[Object point labels]
:::::
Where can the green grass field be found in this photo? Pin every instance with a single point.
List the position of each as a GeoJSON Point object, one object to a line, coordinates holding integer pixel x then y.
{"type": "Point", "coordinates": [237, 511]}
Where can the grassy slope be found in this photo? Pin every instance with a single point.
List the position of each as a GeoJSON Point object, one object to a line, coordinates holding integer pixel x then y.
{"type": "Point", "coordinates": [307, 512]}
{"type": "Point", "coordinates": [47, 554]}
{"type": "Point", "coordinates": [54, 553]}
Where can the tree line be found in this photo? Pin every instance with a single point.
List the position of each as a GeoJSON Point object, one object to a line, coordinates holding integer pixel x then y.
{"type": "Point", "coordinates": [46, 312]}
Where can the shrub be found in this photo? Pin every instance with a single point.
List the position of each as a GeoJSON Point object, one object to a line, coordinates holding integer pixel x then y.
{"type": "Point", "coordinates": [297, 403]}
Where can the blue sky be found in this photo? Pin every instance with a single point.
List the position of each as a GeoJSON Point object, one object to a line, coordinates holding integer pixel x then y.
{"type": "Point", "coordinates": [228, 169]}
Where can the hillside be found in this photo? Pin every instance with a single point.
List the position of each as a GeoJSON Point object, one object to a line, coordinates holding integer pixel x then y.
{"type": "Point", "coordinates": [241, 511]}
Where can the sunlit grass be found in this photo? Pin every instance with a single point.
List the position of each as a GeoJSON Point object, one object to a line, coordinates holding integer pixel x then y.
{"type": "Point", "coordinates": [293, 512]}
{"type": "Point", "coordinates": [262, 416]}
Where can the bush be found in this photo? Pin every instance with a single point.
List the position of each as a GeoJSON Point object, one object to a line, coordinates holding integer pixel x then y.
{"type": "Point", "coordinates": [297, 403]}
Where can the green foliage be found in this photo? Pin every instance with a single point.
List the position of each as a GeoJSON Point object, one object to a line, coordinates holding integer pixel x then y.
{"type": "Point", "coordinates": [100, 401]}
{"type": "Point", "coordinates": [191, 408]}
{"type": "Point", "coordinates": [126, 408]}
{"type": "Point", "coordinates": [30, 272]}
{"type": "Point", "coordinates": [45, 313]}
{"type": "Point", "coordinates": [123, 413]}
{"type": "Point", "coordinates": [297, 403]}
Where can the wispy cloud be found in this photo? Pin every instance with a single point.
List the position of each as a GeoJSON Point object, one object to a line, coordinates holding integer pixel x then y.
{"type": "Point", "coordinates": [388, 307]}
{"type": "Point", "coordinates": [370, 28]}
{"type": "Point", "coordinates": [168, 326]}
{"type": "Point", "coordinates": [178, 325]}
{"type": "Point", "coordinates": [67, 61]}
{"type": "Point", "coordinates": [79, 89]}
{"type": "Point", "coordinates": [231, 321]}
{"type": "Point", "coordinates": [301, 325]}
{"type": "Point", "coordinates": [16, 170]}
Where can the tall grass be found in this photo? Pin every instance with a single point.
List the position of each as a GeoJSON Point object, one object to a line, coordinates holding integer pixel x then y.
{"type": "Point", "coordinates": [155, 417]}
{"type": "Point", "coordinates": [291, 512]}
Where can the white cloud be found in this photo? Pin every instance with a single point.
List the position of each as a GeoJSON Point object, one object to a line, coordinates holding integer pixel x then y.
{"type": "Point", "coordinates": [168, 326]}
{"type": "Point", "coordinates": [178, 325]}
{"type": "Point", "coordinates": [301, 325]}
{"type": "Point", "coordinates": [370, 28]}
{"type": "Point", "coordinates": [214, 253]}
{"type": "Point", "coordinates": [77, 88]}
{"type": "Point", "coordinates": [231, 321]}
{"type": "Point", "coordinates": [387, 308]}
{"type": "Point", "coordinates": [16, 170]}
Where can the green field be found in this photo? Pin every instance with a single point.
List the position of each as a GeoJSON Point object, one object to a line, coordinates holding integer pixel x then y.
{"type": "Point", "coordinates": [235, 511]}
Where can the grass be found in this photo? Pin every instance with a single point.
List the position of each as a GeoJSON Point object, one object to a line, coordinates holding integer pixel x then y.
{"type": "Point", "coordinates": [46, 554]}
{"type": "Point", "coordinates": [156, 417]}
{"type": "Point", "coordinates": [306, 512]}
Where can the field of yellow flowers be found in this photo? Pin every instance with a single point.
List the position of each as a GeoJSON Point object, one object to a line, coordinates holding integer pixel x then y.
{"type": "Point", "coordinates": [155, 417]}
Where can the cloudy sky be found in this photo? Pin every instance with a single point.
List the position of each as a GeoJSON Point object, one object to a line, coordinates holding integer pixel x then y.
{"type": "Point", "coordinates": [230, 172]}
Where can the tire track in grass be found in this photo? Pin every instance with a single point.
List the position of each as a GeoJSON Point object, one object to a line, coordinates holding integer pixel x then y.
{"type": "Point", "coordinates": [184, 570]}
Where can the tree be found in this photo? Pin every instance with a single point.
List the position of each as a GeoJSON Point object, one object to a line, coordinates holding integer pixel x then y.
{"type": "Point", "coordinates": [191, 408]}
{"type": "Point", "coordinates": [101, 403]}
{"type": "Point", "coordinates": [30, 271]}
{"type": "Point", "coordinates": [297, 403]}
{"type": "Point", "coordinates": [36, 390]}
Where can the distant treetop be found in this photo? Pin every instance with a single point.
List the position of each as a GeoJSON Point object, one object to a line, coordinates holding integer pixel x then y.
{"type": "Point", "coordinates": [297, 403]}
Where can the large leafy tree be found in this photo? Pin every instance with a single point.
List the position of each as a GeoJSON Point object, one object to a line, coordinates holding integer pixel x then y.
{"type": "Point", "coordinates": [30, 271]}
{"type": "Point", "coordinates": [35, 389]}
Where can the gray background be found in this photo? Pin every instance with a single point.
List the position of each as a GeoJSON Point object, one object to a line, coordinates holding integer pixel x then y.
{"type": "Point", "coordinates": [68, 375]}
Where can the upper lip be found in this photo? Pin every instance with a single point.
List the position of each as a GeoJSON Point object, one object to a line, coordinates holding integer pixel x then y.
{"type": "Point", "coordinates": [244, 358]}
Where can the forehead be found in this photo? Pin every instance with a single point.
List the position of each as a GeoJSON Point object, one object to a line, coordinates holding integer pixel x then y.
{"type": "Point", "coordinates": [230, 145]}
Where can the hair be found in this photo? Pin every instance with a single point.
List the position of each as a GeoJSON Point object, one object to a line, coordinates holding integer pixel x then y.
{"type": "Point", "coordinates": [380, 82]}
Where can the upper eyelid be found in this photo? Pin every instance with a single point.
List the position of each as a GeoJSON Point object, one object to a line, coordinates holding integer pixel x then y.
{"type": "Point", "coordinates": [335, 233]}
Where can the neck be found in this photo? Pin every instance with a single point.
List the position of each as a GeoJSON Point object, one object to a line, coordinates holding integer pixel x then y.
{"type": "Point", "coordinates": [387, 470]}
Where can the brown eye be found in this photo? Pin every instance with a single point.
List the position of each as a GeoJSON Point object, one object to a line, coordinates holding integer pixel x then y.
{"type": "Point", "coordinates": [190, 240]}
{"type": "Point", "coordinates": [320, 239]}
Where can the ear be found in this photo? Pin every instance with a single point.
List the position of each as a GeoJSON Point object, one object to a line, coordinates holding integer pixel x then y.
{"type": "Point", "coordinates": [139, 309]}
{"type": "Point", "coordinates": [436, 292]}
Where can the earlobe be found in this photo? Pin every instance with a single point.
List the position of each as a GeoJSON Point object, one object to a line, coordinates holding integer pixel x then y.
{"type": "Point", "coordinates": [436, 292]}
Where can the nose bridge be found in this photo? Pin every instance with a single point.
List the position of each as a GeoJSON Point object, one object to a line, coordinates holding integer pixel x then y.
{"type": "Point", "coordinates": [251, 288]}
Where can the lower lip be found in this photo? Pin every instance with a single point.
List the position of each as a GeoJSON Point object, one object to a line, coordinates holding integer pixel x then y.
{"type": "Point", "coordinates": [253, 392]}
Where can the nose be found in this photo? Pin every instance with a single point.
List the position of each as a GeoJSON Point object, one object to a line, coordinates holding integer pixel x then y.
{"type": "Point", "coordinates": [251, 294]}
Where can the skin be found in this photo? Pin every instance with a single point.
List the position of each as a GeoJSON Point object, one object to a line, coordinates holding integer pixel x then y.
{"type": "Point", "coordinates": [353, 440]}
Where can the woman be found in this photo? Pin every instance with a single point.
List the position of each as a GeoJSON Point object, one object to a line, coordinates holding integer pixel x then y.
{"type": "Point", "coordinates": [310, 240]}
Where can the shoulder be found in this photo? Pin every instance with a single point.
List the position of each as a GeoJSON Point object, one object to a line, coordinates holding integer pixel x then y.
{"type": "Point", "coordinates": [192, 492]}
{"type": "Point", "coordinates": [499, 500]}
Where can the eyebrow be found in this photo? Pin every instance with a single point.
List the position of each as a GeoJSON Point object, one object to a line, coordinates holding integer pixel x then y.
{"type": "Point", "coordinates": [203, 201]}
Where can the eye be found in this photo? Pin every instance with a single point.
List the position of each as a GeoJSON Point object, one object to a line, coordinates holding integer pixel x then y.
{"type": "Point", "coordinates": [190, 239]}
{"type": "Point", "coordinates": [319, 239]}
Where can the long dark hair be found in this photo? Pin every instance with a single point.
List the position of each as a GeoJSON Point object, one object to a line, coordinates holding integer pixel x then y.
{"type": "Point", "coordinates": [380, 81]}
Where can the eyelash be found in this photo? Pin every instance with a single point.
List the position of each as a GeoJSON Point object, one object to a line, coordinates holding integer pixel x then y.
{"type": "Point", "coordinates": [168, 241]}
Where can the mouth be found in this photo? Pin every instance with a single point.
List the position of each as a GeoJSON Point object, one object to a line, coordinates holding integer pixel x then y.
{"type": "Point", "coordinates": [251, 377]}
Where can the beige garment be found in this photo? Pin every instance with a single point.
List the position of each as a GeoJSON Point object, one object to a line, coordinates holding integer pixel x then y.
:::::
**Stated problem:** Each line from the one containing "Where can the eye be" through the end of the entries, both included, is to be returned exactly, with no other lines.

**Response to the exercise:**
Where can the eye be found in this photo? Pin every instance with a single point.
List the position of each as a GeoJSON Point object, one object to a line, coordinates holding integer pixel x then y.
{"type": "Point", "coordinates": [190, 239]}
{"type": "Point", "coordinates": [319, 239]}
Where can the long dark hair be found in this photo? Pin every instance with a single point.
List the position of each as a GeoJSON Point object, one object to a line, coordinates holding integer pixel x then y.
{"type": "Point", "coordinates": [380, 81]}
Where can the eyelash be found in this photo? Pin every instance with a single point.
List the position of each as a GeoJSON Point object, one object to a line, coordinates holding integer pixel x then y.
{"type": "Point", "coordinates": [168, 241]}
Where can the mouth be found in this photo? Pin every instance with a single point.
List the position of each as a GeoJSON Point object, one object to a line, coordinates holding integer pixel x then y.
{"type": "Point", "coordinates": [251, 377]}
Where can the beige garment be found in this photo? Pin every instance with a single point.
List the position of each as a GeoJSON Point object, one object to a line, coordinates holding integer pixel x then y.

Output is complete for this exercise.